DATA FOR PROCESSING:
begin
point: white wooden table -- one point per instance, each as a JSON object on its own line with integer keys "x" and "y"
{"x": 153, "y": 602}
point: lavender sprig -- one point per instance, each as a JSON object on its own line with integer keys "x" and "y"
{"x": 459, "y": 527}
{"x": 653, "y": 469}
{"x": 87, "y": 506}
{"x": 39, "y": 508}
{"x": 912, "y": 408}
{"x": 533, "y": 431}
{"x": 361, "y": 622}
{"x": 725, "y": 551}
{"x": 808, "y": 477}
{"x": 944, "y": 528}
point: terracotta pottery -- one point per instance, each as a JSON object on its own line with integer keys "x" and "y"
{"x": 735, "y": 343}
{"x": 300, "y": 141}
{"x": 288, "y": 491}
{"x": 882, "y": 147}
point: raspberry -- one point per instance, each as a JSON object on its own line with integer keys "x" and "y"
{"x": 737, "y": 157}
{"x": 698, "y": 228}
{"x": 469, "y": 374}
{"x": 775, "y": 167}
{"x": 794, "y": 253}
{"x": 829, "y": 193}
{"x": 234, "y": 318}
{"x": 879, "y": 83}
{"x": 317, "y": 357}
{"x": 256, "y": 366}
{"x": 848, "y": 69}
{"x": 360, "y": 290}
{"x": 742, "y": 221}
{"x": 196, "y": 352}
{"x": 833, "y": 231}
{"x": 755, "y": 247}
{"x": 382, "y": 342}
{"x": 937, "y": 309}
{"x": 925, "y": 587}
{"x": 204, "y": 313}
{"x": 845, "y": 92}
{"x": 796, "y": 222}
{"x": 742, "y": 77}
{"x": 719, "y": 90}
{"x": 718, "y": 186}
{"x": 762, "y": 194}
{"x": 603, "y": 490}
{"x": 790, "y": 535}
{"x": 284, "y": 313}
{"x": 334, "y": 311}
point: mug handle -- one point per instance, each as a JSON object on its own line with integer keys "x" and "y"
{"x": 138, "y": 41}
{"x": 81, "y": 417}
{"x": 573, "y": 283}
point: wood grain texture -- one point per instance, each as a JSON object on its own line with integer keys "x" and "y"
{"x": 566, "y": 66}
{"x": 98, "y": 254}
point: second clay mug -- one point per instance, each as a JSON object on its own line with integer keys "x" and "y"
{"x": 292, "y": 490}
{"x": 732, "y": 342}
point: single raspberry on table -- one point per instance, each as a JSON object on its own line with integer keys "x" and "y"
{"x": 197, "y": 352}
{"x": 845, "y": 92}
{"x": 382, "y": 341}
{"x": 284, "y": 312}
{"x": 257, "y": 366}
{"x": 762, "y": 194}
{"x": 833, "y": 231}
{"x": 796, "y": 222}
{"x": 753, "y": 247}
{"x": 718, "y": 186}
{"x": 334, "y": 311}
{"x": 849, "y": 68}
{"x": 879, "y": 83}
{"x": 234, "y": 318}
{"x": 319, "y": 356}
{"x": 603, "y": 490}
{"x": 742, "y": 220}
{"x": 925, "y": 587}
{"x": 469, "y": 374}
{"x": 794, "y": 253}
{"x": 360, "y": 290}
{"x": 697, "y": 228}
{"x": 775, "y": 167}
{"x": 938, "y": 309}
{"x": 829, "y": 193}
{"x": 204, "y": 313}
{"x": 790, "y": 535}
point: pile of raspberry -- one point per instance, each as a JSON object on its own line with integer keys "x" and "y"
end
SHORT TASK: Can you reproduce the data above with every "raspberry" renamed to "blackberry" and nothing else changed?

THE RESULT:
point: white wooden table -- one point per instance, each as a JSON object on its own line with integer keys "x" and "y"
{"x": 153, "y": 602}
point: lavender sprig -- one point per instance, each as a JSON object on its own line with integer keys "x" and "y"
{"x": 459, "y": 527}
{"x": 653, "y": 469}
{"x": 87, "y": 506}
{"x": 39, "y": 508}
{"x": 912, "y": 408}
{"x": 533, "y": 431}
{"x": 361, "y": 622}
{"x": 725, "y": 551}
{"x": 808, "y": 477}
{"x": 944, "y": 528}
point: terracotta pottery -- one point per instance, each as a JSON object on its own line with integer keys "x" and "y"
{"x": 735, "y": 343}
{"x": 300, "y": 141}
{"x": 288, "y": 491}
{"x": 882, "y": 147}
point: blackberry -- one point per instance, each as a JSON object on its own line with integer keys "x" and "y"
{"x": 737, "y": 157}
{"x": 698, "y": 228}
{"x": 469, "y": 374}
{"x": 775, "y": 167}
{"x": 794, "y": 253}
{"x": 829, "y": 193}
{"x": 234, "y": 318}
{"x": 879, "y": 83}
{"x": 317, "y": 357}
{"x": 256, "y": 366}
{"x": 848, "y": 69}
{"x": 360, "y": 290}
{"x": 742, "y": 221}
{"x": 196, "y": 352}
{"x": 833, "y": 231}
{"x": 755, "y": 247}
{"x": 382, "y": 342}
{"x": 937, "y": 309}
{"x": 925, "y": 587}
{"x": 204, "y": 313}
{"x": 845, "y": 92}
{"x": 796, "y": 222}
{"x": 742, "y": 77}
{"x": 719, "y": 90}
{"x": 718, "y": 186}
{"x": 762, "y": 194}
{"x": 603, "y": 490}
{"x": 790, "y": 535}
{"x": 284, "y": 313}
{"x": 334, "y": 311}
point: mug handle -- one point per instance, each as a JSON object on its own line with integer keys "x" and "y"
{"x": 138, "y": 41}
{"x": 81, "y": 417}
{"x": 573, "y": 283}
point: wood grain texture -- one point per instance, each as a JSON object on its own line with integer keys "x" and "y"
{"x": 566, "y": 66}
{"x": 98, "y": 254}
point: second clay mug -- one point per instance, each as a JSON object on its own line with integer keys "x" and "y"
{"x": 292, "y": 490}
{"x": 732, "y": 342}
point: single blackberry on table -- one point per instance, each as a JSON object on its own line with integer keys "x" and "y"
{"x": 197, "y": 352}
{"x": 845, "y": 92}
{"x": 382, "y": 341}
{"x": 284, "y": 312}
{"x": 257, "y": 366}
{"x": 762, "y": 194}
{"x": 833, "y": 231}
{"x": 796, "y": 222}
{"x": 753, "y": 247}
{"x": 718, "y": 186}
{"x": 334, "y": 311}
{"x": 849, "y": 68}
{"x": 879, "y": 83}
{"x": 234, "y": 318}
{"x": 319, "y": 356}
{"x": 603, "y": 490}
{"x": 742, "y": 220}
{"x": 925, "y": 587}
{"x": 469, "y": 374}
{"x": 794, "y": 253}
{"x": 360, "y": 290}
{"x": 697, "y": 228}
{"x": 775, "y": 167}
{"x": 938, "y": 309}
{"x": 829, "y": 193}
{"x": 204, "y": 313}
{"x": 790, "y": 535}
point: pile of blackberry -- one point per instance, each as a JSON object on its own line with integer keys "x" and "y"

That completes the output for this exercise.